__Exercise passage__:
Diabetes patients suffer poor mental health, warns charity
People with diabetes are twice as likely to experience depression and need more support with their mental health, Diabetes Scotland has said.
In a new report, a survey for the charity of more than 2,000 adults across the UK with different types of diabetes revealed three quarters who needed mental health support could not access it.
Meanwhile, seven out of ten people with diabetes also reported that they are not helped to talk about their emotional wellbeing by their specialists.
Diabetes Scotland made series of recommendations for the Scottish Government, including more psychological support for those with the condition.
The link between diabetes and mental health was made in the Scottish Government’s 2014 improvement plan, but Diabetes Scotland said this had not translated into uniform action across Scotland.
The charity called for diabetes to be explicitly added to the current ten-year mental health strategy and national standards to be put in place.
Angela Mitchell, Director, Diabetes Scotland, said: “The day-to-day demands of managing diabetes can be a constant struggle affecting people’s emotional wellbeing and mental health. People tell us that struggling emotionally can make it even more difficult to keep on top of self-management.”

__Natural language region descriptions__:
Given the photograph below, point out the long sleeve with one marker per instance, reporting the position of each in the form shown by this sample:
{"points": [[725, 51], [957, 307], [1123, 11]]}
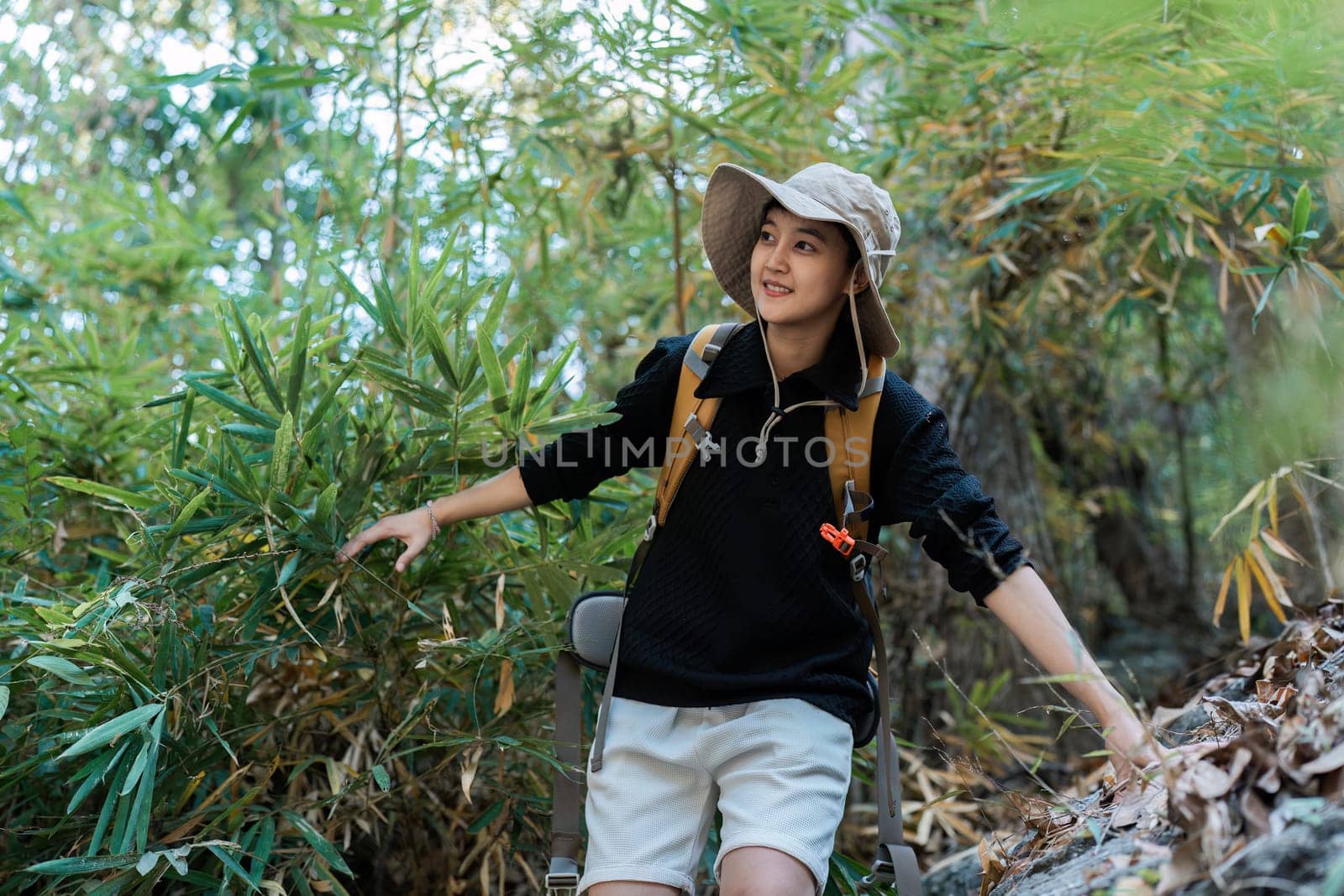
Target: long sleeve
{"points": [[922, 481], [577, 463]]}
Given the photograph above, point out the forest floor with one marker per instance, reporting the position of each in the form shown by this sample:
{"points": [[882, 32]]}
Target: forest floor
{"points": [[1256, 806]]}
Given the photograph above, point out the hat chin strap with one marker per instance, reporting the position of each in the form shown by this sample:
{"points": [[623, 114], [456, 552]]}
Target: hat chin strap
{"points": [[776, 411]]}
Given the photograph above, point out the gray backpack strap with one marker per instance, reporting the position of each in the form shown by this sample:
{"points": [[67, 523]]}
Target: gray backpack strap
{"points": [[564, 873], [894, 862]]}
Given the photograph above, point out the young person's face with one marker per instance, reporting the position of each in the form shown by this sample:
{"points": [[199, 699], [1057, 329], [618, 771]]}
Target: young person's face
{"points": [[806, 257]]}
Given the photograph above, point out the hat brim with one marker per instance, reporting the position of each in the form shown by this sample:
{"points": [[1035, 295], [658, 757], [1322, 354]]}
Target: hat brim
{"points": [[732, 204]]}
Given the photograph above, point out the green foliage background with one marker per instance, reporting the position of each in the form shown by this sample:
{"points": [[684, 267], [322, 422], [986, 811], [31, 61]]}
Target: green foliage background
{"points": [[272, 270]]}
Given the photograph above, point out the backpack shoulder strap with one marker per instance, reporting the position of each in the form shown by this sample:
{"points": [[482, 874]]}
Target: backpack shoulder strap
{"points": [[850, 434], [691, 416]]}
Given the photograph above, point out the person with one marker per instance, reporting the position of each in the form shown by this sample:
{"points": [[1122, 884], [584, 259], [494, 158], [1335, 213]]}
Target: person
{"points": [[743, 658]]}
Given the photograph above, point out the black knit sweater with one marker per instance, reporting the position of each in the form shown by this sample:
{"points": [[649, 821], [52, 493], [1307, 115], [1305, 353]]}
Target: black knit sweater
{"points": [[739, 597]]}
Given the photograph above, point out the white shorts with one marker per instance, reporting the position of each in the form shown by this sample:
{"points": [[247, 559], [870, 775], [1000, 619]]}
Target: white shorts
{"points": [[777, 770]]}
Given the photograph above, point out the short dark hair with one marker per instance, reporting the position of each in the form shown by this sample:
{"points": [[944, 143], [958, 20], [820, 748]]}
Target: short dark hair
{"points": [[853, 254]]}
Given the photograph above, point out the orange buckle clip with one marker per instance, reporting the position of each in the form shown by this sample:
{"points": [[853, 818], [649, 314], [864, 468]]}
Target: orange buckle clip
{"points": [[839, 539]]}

__Tasks and exercises__:
**A.** List each number or proportion that the diabetes and mental health article gives about people with diabetes.
**B.** Carry the diabetes and mental health article on from its last sentence.
The items have nothing to do with the diabetes article.

__Answers by item number__:
**A.**
- Twice as likely to experience depression
- More than 2,000 adults across the UK surveyed
- Three quarters of those who needed mental health support could not access it
- Seven out of ten not helped by their specialists to talk about their emotional wellbeing

**B.**
She added: “Mental health and physical health go hand in hand, but services for people with diabetes don’t always reflect this.
“We need to bridge the divide between physical and mental health services to ensure those with emotional and psychological difficulties related to their condition do not have their needs overlooked.
“It is critical that all diabetes care sees and supports the whole person and explores what matters most to them.”
Diabetes affects one in twenty-five people in Scotland, with rising rates among those with Type 2, which is linked to lifestyle. Around 12 per cent of diabetics have Type 1, which is caused by a deficient immune system.